* Available records
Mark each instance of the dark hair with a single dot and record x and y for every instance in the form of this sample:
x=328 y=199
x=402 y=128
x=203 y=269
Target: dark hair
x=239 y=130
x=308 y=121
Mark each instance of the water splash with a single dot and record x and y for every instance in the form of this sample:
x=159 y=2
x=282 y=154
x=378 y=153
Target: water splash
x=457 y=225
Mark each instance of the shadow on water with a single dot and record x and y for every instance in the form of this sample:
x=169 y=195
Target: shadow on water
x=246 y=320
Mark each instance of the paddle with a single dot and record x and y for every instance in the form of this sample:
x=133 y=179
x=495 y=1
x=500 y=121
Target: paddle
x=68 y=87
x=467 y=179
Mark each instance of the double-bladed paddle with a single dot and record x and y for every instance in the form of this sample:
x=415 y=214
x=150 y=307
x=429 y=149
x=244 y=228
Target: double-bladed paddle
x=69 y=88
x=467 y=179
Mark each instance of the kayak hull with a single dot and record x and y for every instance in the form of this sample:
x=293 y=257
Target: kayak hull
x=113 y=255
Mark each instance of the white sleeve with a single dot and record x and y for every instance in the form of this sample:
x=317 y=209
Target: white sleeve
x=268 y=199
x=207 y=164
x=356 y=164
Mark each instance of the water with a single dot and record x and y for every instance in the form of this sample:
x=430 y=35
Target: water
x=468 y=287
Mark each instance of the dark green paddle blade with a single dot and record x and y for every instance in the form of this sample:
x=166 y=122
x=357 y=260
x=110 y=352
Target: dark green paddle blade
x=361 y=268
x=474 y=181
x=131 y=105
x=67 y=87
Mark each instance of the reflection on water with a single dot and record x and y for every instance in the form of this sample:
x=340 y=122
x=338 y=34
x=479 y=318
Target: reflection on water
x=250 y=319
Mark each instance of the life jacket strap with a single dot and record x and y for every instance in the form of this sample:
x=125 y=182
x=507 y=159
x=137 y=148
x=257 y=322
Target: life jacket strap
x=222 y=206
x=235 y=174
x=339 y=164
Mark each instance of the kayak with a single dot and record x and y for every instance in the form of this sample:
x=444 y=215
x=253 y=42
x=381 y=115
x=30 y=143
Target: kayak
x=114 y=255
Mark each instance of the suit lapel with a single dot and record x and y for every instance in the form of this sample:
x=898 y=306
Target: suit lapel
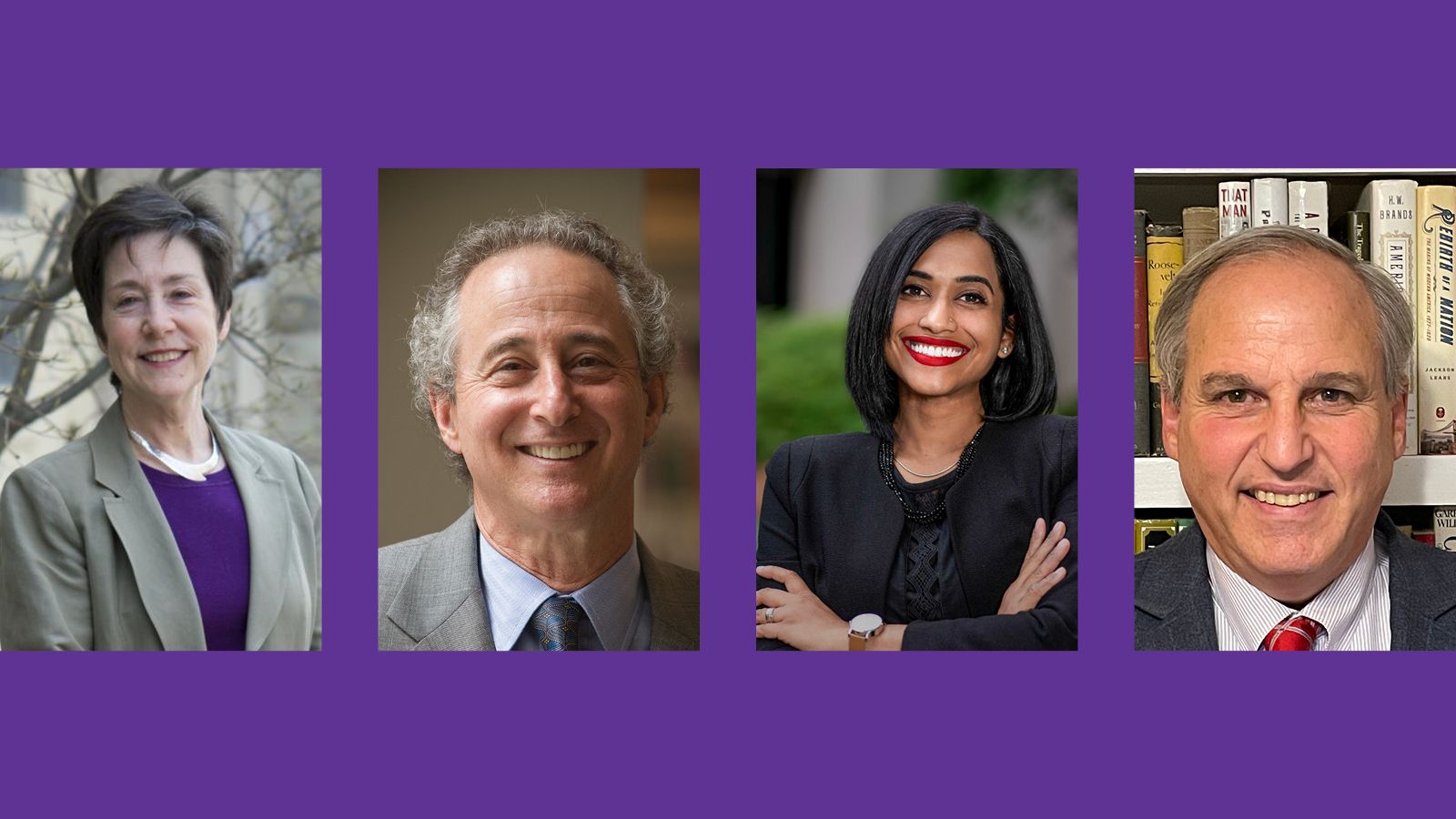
x=674 y=606
x=145 y=535
x=1419 y=595
x=878 y=518
x=441 y=603
x=268 y=542
x=1174 y=591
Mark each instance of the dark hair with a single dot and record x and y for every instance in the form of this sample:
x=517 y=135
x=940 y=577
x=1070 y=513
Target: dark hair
x=150 y=208
x=1021 y=385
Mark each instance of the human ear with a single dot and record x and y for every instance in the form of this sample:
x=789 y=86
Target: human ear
x=1008 y=337
x=1171 y=414
x=443 y=409
x=655 y=405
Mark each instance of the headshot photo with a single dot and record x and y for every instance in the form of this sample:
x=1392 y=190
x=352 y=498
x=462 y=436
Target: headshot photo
x=159 y=410
x=917 y=439
x=1283 y=365
x=538 y=410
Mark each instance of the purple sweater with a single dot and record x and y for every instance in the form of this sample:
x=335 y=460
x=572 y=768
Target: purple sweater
x=211 y=532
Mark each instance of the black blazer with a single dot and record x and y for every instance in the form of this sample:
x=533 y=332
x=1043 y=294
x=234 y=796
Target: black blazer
x=829 y=516
x=1172 y=610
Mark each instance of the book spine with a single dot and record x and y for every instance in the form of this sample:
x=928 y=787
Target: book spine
x=1142 y=407
x=1434 y=314
x=1358 y=229
x=1443 y=525
x=1165 y=257
x=1390 y=205
x=1200 y=229
x=1234 y=207
x=1309 y=206
x=1269 y=201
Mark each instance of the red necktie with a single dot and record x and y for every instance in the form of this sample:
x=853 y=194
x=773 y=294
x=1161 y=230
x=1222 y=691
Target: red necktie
x=1295 y=632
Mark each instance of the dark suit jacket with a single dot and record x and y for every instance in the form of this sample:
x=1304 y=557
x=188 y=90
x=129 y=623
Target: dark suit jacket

* Goal
Please quote all of the items above word for word, leaving out the pictures.

* Result
Mark each instance of the dark hair with a single dot and record x and y for every instance in the form of this sample:
x=328 y=199
x=402 y=128
x=203 y=269
Target: dark hair
x=239 y=130
x=308 y=121
Mark each instance of the water splash with a single dot and record x and y for every instance in the form of this sample:
x=159 y=2
x=282 y=154
x=378 y=153
Target: water splash
x=457 y=225
Mark each instance of the shadow on water with a single dot and record x and y for every instance in the form of this sample:
x=169 y=195
Target: shadow on water
x=246 y=320
Mark each instance of the paddle with a single dot and record x and y for every instance in the form of this sample:
x=133 y=179
x=495 y=1
x=500 y=121
Target: paddle
x=68 y=87
x=467 y=179
Mark each instance of the double-bladed paddle with a single dot and record x and y for every instance in the form of this sample:
x=415 y=214
x=150 y=307
x=429 y=149
x=244 y=228
Target: double-bladed paddle
x=69 y=88
x=467 y=179
Mark each instance of the kayak hull with a single dot and record x and y for every instance in the form of this sample:
x=293 y=257
Target: kayak hull
x=113 y=255
Mark each instance of the white sleeve with a single dot and record x and y for every instance in the form of this sample:
x=317 y=209
Target: white sleeve
x=268 y=199
x=207 y=164
x=356 y=164
Mark each instance of the water with a single dot and record x and y for every instance in the form of this sample:
x=430 y=35
Target: water
x=468 y=287
Mark each instance of the dark green paddle blade with a single dot and record x and y for every instance in the form of this sample:
x=166 y=122
x=357 y=260
x=110 y=352
Target: dark green paddle blade
x=361 y=268
x=474 y=181
x=131 y=105
x=67 y=87
Mark each instance of the reflection on water with a single dot and record x and y for every instance in the form of this sample:
x=340 y=122
x=338 y=34
x=479 y=318
Target: reflection on water
x=250 y=319
Mark each instance of the life jacket strap with a single dot and record x and y for every instance in the form of this sample:
x=125 y=182
x=507 y=159
x=137 y=148
x=257 y=322
Target: life jacket strap
x=222 y=206
x=235 y=174
x=339 y=164
Mark each instance of the kayak with a single dot and record x and y for every instance in the form of this sample:
x=444 y=215
x=253 y=42
x=381 y=115
x=30 y=143
Target: kayak
x=114 y=255
Mark each instance of the suit lapel with a single dot and record x and y for every instance in the form of this sample:
x=898 y=306
Target: suit lapel
x=674 y=606
x=145 y=535
x=1419 y=595
x=878 y=518
x=441 y=603
x=268 y=542
x=1174 y=591
Mark each instance of the dark hair with a single dot and record x and y for every instance in the form of this sample:
x=517 y=135
x=940 y=577
x=1070 y=513
Target: dark hair
x=150 y=208
x=1021 y=385
Mark each instance of the human ear with a single dot and record x and y for every instance in the form of this sample:
x=789 y=86
Target: human ear
x=1008 y=337
x=1171 y=414
x=443 y=409
x=655 y=405
Mark each instance of the headshot photo with a single dot and record x and y for every instance in the form of this sample:
x=1392 y=190
x=352 y=498
x=462 y=436
Target: headshot photo
x=159 y=410
x=917 y=439
x=1283 y=365
x=538 y=410
Mark each instance of the purple sweater with a single dot and record x and y for every instance in the form of this sample:
x=335 y=460
x=572 y=768
Target: purple sweater
x=211 y=532
Mark each instance of the black blazer with a single dot and record x and y for every instance in the form of this sample:
x=533 y=332
x=1043 y=294
x=234 y=796
Target: black blazer
x=829 y=516
x=1172 y=610
Mark each instance of the book spine with a single dot and record x and y for every instance in the form of this sample:
x=928 y=787
Target: book spine
x=1142 y=407
x=1434 y=314
x=1358 y=229
x=1443 y=525
x=1165 y=257
x=1390 y=205
x=1200 y=229
x=1234 y=207
x=1309 y=206
x=1269 y=201
Mark each instance of the red necktie with a single dot and record x and y for every instance in the form of this sample:
x=853 y=194
x=773 y=294
x=1161 y=230
x=1222 y=691
Target: red necktie
x=1295 y=632
Mark each instance of the dark suit jacket with a single dot and record x and y for every instance in the form of this sample:
x=1304 y=557
x=188 y=90
x=129 y=623
Target: dark suit jacket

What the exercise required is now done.